Exercise description: Would you please reproduce all the entries exactly, leaving the pictures out?

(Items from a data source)
※ ※ ※
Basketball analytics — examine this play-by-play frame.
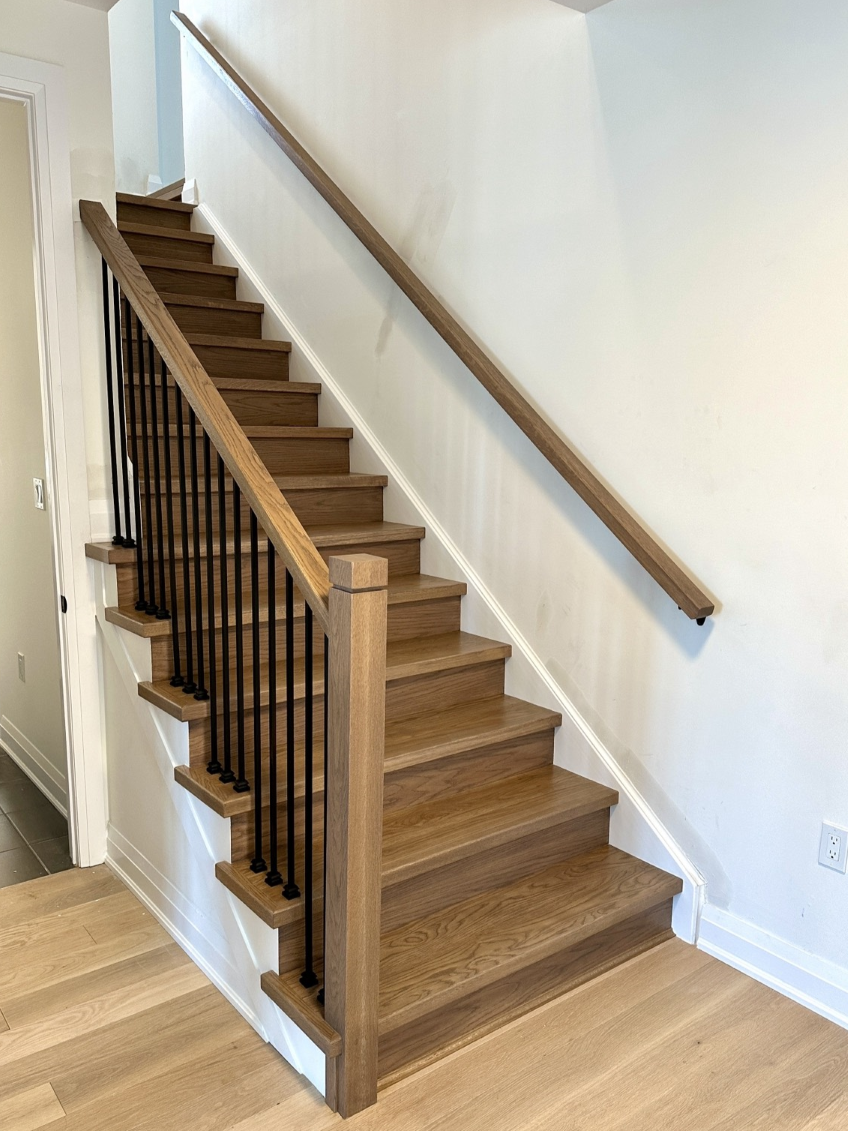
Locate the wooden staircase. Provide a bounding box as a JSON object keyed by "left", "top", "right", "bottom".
{"left": 86, "top": 192, "right": 682, "bottom": 1108}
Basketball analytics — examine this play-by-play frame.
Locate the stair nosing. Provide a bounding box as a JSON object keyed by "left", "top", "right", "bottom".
{"left": 136, "top": 254, "right": 239, "bottom": 278}
{"left": 118, "top": 221, "right": 214, "bottom": 244}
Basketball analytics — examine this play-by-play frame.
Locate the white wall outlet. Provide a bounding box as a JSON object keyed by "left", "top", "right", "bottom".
{"left": 819, "top": 823, "right": 848, "bottom": 874}
{"left": 33, "top": 478, "right": 44, "bottom": 510}
{"left": 17, "top": 653, "right": 25, "bottom": 682}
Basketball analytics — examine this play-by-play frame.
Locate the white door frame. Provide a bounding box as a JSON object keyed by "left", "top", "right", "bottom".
{"left": 0, "top": 51, "right": 108, "bottom": 867}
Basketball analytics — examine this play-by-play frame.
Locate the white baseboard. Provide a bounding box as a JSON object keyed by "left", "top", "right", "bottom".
{"left": 106, "top": 822, "right": 267, "bottom": 1036}
{"left": 0, "top": 717, "right": 67, "bottom": 816}
{"left": 194, "top": 200, "right": 706, "bottom": 941}
{"left": 699, "top": 905, "right": 848, "bottom": 1031}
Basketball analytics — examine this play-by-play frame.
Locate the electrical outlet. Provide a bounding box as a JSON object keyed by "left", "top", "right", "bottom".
{"left": 33, "top": 478, "right": 44, "bottom": 510}
{"left": 17, "top": 653, "right": 25, "bottom": 683}
{"left": 819, "top": 823, "right": 848, "bottom": 874}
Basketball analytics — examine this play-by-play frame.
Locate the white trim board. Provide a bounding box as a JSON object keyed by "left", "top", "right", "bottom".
{"left": 193, "top": 200, "right": 706, "bottom": 942}
{"left": 0, "top": 718, "right": 68, "bottom": 816}
{"left": 699, "top": 905, "right": 848, "bottom": 1032}
{"left": 0, "top": 52, "right": 108, "bottom": 866}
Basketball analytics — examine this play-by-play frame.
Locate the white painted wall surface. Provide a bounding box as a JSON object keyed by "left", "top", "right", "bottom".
{"left": 177, "top": 0, "right": 848, "bottom": 1003}
{"left": 0, "top": 0, "right": 115, "bottom": 537}
{"left": 109, "top": 0, "right": 159, "bottom": 192}
{"left": 0, "top": 100, "right": 68, "bottom": 810}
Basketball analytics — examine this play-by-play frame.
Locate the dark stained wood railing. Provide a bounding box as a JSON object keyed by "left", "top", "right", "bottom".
{"left": 172, "top": 11, "right": 715, "bottom": 622}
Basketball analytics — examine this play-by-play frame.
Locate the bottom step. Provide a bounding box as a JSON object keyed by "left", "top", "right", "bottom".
{"left": 261, "top": 845, "right": 681, "bottom": 1090}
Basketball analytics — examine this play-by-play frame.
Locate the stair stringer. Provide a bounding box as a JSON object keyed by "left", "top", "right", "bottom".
{"left": 192, "top": 200, "right": 706, "bottom": 943}
{"left": 91, "top": 558, "right": 328, "bottom": 1095}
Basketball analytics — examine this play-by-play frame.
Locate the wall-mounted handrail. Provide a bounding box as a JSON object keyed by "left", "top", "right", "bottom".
{"left": 80, "top": 199, "right": 331, "bottom": 630}
{"left": 173, "top": 12, "right": 715, "bottom": 622}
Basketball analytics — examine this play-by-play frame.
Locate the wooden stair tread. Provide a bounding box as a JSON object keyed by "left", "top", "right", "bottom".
※ ※ ※
Output:
Basketball analytics — examine this play-by-play frame.
Locate the wooden staircase. Provide a bounding box as a JSON object keyed by "left", "top", "right", "bottom".
{"left": 86, "top": 192, "right": 682, "bottom": 1108}
Basketball analytics — examine this play-by-play frame.
Locate the stair nosing. Provide a bounding box as a JSON object keyed by "left", "top", "right", "bottom".
{"left": 136, "top": 254, "right": 239, "bottom": 278}
{"left": 118, "top": 221, "right": 214, "bottom": 244}
Basketball analytics — examine this play-by-play frame.
Locate the white wall outlet. Provide a bounding box as a JSON object keyed by "left", "top", "right", "bottom".
{"left": 819, "top": 823, "right": 848, "bottom": 874}
{"left": 33, "top": 478, "right": 44, "bottom": 510}
{"left": 17, "top": 653, "right": 25, "bottom": 682}
Basketball analytics — examine this play-by-play frame.
Locate the white door frame. Provide a bounding box as a JSON object keyed by "left", "top", "right", "bottom".
{"left": 0, "top": 51, "right": 108, "bottom": 867}
Basketball analytics — examine this play-by-play frame.
Locate the white baseboard. Provide a bounding box as a JSON object keyed by "left", "top", "right", "bottom".
{"left": 106, "top": 822, "right": 267, "bottom": 1036}
{"left": 0, "top": 717, "right": 67, "bottom": 816}
{"left": 194, "top": 200, "right": 706, "bottom": 941}
{"left": 699, "top": 905, "right": 848, "bottom": 1031}
Basketball analytics — examine this play-by-play frame.
Locate the electrical outlet. Provide a bounding box as a JSON object keyed by "left", "top", "right", "bottom".
{"left": 33, "top": 478, "right": 44, "bottom": 510}
{"left": 17, "top": 653, "right": 25, "bottom": 683}
{"left": 819, "top": 823, "right": 848, "bottom": 874}
Basketball analytics — examine this play-by-play frame.
Locate the white trim board. Provide a bounding box as a JSON object keyed by "left", "top", "right", "bottom".
{"left": 193, "top": 200, "right": 706, "bottom": 942}
{"left": 0, "top": 718, "right": 68, "bottom": 816}
{"left": 699, "top": 905, "right": 848, "bottom": 1032}
{"left": 0, "top": 52, "right": 108, "bottom": 866}
Basketball analytics — examine this play-by-play frame.
Locate the white painted wall surface. Provide a bounding box as a JSON object keyed by "left", "top", "right", "bottom".
{"left": 177, "top": 0, "right": 848, "bottom": 1003}
{"left": 0, "top": 0, "right": 115, "bottom": 537}
{"left": 109, "top": 0, "right": 159, "bottom": 192}
{"left": 0, "top": 100, "right": 68, "bottom": 810}
Basketball analytics — examine this play-by-play frame.
Locate the dark stained wood railing. Provide a bounding box as a JSON object keyed by "left", "top", "right", "bottom".
{"left": 172, "top": 11, "right": 715, "bottom": 622}
Basketball analytics — examine this play-by-play frame.
Locate the bottom step. Provide a bounding box as a JSON object keyed by "left", "top", "right", "bottom".
{"left": 261, "top": 845, "right": 681, "bottom": 1090}
Basketball analytics — examine this play-by-play frame.
Locate the stair stringer. Provide a bounding box as a JSON object keyed by "left", "top", "right", "bottom".
{"left": 192, "top": 200, "right": 706, "bottom": 943}
{"left": 91, "top": 558, "right": 328, "bottom": 1095}
Basketball analytics — examine this play-by-play frame.
Locate the wall-mounted handrail. Provide a bounding box as a JSON object keyed by "left", "top", "right", "bottom".
{"left": 80, "top": 199, "right": 331, "bottom": 630}
{"left": 173, "top": 12, "right": 715, "bottom": 622}
Basketball analytics — examine this play-by-play frame.
Locate the wooden stair tread. Provide a bounding box as a JSON object keyed by "left", "top", "right", "bottom".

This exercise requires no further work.